▸ **WRITTEN PROBLEM**
Reproduce word for word the lines of the listing below, starting with the line containing "of the person's" and ending with the line containing "x=524 y=415", both included.

(Records from a dataset)
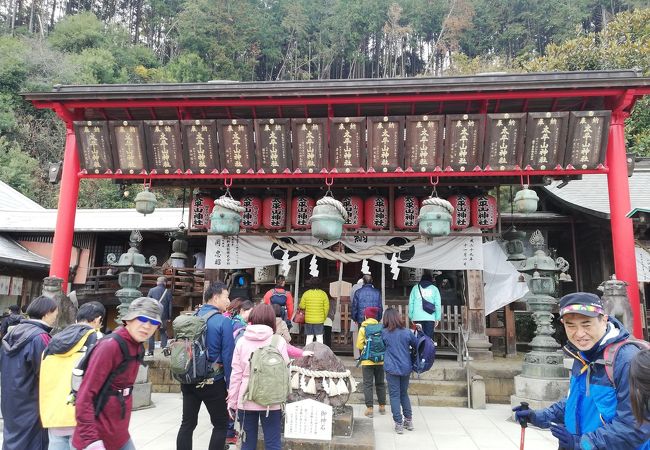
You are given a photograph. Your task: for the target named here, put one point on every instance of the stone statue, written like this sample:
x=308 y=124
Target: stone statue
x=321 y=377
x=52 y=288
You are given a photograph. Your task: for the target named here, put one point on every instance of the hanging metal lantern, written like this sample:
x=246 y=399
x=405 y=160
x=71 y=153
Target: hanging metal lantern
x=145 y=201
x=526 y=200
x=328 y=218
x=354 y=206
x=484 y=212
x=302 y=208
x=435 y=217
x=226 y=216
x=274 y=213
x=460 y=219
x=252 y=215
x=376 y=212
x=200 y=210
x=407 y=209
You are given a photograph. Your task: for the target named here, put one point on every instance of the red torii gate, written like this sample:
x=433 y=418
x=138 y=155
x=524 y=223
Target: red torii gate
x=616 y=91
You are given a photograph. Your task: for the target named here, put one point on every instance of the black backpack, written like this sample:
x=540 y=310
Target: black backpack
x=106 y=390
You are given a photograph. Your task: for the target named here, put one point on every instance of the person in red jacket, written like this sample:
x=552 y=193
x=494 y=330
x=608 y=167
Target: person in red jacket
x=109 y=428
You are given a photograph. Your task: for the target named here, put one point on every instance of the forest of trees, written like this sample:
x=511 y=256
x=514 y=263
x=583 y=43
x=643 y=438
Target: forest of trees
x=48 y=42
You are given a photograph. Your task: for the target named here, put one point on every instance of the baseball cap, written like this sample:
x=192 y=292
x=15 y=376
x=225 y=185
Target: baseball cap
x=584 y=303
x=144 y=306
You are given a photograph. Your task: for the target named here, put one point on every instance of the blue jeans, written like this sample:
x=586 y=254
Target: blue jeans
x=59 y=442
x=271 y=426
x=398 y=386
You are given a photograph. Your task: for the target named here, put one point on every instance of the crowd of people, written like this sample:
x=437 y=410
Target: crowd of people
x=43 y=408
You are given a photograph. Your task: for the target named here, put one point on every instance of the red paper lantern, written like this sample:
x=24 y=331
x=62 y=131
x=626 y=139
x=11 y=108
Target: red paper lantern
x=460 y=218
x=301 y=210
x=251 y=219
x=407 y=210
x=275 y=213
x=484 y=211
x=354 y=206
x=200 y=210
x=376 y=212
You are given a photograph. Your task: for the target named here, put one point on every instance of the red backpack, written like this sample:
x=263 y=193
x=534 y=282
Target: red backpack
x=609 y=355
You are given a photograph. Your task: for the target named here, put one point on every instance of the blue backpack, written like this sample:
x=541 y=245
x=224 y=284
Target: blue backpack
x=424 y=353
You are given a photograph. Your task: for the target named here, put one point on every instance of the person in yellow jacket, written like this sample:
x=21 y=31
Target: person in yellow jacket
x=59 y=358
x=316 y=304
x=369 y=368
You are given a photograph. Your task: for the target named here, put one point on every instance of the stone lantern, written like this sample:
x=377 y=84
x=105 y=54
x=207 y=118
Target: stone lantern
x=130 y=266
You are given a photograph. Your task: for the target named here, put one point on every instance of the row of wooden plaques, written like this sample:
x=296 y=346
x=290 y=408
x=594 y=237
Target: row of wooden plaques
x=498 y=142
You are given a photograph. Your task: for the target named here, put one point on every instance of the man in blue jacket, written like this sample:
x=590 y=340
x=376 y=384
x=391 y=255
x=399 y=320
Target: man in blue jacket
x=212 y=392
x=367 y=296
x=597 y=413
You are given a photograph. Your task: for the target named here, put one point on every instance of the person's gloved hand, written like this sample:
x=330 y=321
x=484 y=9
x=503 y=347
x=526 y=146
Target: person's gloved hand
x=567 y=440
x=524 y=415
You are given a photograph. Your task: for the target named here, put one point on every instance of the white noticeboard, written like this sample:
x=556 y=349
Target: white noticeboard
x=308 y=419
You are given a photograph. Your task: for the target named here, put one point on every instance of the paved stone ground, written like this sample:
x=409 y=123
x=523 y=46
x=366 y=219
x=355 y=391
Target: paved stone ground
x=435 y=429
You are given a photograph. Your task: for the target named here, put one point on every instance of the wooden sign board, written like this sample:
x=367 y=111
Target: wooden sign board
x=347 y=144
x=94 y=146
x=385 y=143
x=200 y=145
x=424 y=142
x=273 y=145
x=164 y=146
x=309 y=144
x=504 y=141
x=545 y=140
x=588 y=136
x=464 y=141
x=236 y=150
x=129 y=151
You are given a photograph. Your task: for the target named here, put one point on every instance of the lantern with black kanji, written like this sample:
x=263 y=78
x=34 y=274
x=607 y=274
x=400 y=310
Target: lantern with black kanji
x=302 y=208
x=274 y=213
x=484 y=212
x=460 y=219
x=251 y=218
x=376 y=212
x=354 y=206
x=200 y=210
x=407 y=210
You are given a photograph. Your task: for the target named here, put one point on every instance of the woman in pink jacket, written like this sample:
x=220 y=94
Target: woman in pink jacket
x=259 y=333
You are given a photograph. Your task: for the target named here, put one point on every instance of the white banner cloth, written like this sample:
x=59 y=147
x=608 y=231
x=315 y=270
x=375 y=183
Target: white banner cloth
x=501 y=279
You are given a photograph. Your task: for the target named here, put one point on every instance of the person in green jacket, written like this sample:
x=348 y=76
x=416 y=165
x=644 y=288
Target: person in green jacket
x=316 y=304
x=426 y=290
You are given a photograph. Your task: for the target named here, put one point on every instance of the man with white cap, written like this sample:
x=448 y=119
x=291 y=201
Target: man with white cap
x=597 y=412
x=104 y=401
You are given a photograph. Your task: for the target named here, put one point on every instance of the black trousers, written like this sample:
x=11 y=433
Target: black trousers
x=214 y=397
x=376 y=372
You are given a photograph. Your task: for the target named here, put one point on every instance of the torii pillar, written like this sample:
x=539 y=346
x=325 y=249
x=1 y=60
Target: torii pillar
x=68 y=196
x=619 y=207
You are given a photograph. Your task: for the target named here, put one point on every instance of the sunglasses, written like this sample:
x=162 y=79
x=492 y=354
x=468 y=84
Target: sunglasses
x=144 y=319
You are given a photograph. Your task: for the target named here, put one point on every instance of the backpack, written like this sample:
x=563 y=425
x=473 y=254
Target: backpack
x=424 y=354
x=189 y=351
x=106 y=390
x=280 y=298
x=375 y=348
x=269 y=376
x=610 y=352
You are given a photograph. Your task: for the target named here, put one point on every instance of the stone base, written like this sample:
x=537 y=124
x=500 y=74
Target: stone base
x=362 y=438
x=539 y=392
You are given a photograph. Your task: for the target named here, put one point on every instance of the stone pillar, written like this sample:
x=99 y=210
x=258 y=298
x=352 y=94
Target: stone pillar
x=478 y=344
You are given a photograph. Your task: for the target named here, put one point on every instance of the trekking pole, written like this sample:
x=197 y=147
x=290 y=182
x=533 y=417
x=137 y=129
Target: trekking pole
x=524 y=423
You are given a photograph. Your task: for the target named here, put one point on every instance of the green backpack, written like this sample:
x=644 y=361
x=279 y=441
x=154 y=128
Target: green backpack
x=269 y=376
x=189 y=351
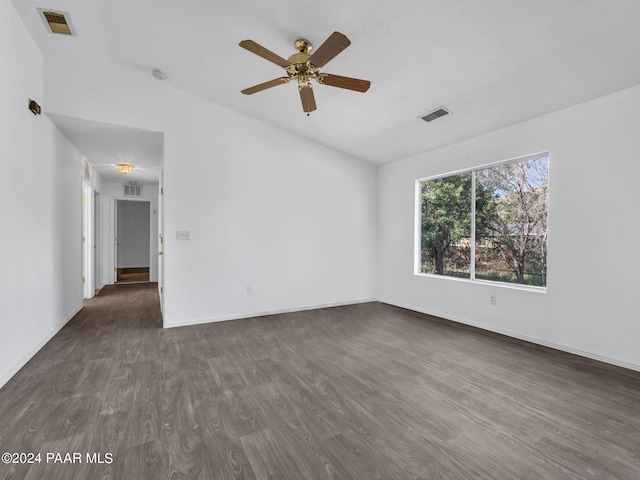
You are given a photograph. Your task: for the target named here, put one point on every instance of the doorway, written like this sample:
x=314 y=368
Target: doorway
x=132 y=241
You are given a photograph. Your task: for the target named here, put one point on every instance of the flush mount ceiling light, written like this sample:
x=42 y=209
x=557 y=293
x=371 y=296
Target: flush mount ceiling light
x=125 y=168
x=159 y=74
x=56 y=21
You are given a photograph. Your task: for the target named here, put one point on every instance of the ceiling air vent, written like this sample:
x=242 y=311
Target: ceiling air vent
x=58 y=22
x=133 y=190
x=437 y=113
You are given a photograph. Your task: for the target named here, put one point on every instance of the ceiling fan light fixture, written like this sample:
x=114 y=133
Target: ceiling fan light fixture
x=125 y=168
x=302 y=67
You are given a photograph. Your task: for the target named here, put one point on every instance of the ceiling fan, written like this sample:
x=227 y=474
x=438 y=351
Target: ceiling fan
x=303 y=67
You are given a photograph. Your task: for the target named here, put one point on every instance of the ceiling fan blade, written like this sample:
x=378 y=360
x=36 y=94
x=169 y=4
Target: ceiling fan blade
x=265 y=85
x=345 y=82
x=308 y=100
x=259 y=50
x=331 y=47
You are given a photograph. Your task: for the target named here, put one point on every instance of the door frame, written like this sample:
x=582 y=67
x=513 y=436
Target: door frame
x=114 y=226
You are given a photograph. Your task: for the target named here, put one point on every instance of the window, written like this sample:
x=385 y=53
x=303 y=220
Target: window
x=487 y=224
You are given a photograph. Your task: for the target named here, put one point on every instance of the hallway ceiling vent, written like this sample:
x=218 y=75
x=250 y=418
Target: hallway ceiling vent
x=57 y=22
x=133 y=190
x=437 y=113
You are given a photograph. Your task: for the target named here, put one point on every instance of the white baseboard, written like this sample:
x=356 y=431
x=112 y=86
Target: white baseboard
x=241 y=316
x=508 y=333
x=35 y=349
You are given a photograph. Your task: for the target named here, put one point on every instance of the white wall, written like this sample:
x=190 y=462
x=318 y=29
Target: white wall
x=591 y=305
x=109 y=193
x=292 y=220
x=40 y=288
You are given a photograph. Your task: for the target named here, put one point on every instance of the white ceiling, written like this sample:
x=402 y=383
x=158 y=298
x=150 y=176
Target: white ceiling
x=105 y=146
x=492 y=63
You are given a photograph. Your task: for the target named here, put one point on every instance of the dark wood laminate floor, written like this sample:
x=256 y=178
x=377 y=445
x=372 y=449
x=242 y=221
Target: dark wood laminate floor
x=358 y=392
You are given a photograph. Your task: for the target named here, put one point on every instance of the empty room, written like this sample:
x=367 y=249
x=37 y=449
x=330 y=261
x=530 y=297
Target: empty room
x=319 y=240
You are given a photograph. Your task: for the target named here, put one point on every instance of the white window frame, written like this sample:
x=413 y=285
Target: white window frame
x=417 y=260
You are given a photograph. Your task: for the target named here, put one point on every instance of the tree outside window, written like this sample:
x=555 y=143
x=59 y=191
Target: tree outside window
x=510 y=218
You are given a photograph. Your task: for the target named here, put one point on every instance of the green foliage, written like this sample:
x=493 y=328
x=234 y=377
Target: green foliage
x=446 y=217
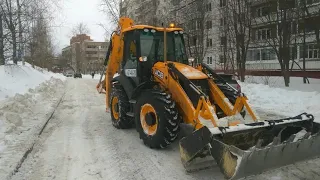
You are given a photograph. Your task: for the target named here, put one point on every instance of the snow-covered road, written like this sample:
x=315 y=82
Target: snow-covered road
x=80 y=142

▸ **WORKED ANSWER**
You are given a photograph. Your task: for the target named here, put one point on every instance of the person's gloved hand, written like this sample:
x=330 y=321
x=484 y=9
x=503 y=347
x=526 y=146
Target: person's gloved hand
x=567 y=440
x=524 y=415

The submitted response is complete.